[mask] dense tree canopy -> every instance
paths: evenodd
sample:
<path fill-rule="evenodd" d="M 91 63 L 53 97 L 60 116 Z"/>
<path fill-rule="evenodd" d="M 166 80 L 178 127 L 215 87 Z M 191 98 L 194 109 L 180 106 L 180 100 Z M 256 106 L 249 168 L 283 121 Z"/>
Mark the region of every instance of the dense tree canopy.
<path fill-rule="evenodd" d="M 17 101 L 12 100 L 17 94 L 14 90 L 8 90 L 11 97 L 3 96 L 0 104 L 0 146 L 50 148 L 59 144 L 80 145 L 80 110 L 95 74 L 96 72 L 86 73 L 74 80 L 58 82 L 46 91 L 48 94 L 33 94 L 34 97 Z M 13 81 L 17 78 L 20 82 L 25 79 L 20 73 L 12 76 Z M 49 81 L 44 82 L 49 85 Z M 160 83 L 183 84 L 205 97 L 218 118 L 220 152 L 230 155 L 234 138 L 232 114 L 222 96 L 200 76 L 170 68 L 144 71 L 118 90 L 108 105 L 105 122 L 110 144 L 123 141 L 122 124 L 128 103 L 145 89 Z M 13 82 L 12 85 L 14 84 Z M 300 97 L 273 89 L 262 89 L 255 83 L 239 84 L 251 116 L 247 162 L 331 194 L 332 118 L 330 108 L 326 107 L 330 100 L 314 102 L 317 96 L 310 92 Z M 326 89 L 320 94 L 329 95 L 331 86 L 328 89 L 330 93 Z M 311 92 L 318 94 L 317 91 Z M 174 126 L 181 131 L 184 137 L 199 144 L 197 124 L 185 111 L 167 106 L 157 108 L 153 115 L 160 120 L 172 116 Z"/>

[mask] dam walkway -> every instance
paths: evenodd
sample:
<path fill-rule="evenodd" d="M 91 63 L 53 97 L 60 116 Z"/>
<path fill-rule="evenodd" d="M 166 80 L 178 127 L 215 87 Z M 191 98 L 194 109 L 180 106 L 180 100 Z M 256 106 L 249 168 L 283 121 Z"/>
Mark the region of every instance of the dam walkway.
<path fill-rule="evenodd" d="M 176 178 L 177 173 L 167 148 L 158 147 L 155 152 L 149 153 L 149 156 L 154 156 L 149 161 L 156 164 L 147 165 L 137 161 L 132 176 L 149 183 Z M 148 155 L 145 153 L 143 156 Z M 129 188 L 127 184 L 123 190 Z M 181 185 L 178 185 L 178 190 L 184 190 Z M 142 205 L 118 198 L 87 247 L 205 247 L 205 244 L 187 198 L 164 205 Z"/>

══════════════════════════════

§ Exercise aim
Reproduce all of the data above line for line, changing nothing.

§ Written answer
[mask] dense tree canopy -> every instance
paths: evenodd
sample:
<path fill-rule="evenodd" d="M 91 63 L 53 97 L 60 116 Z"/>
<path fill-rule="evenodd" d="M 166 80 L 178 127 L 215 87 Z M 191 98 L 194 109 L 180 106 L 180 100 Z M 256 106 L 249 168 L 283 121 Z"/>
Mark the region of every instance of the dense tree canopy.
<path fill-rule="evenodd" d="M 17 101 L 12 100 L 17 94 L 14 90 L 8 90 L 11 97 L 3 96 L 0 104 L 0 146 L 50 148 L 59 144 L 80 145 L 80 110 L 95 74 L 96 72 L 86 73 L 74 80 L 58 82 L 46 91 L 48 94 L 33 94 L 34 97 Z M 13 81 L 17 78 L 20 82 L 25 79 L 20 73 L 12 76 Z M 49 81 L 44 82 L 49 85 Z M 160 83 L 183 84 L 205 97 L 218 118 L 220 152 L 230 155 L 234 138 L 232 114 L 222 96 L 200 76 L 170 68 L 144 71 L 118 90 L 108 105 L 105 122 L 110 144 L 123 141 L 122 124 L 128 103 L 145 89 Z M 13 82 L 12 85 L 14 84 Z M 300 97 L 273 89 L 262 89 L 255 83 L 239 84 L 251 116 L 247 162 L 331 194 L 332 118 L 330 108 L 326 107 L 330 100 L 314 102 L 317 96 L 310 92 Z M 326 89 L 320 94 L 329 95 L 331 86 L 328 89 L 330 93 Z M 311 92 L 318 94 L 317 91 Z M 174 126 L 181 131 L 184 137 L 199 144 L 197 124 L 185 111 L 167 106 L 157 108 L 153 115 L 160 120 L 172 116 Z"/>

[mask] dam walkway -> every instance
paths: evenodd
sample:
<path fill-rule="evenodd" d="M 91 63 L 53 97 L 60 116 Z"/>
<path fill-rule="evenodd" d="M 166 80 L 178 127 L 215 87 Z M 191 98 L 194 109 L 180 106 L 180 100 Z M 256 106 L 249 168 L 283 121 Z"/>
Mark the region of every instance of the dam walkway.
<path fill-rule="evenodd" d="M 176 178 L 177 173 L 167 148 L 158 147 L 155 152 L 149 153 L 149 156 L 154 156 L 149 161 L 156 164 L 147 165 L 137 161 L 132 176 L 149 183 Z M 148 155 L 145 153 L 143 156 Z M 129 188 L 127 184 L 123 190 Z M 181 185 L 178 185 L 178 190 L 184 190 Z M 142 205 L 118 198 L 87 247 L 205 247 L 205 244 L 187 198 L 164 205 Z"/>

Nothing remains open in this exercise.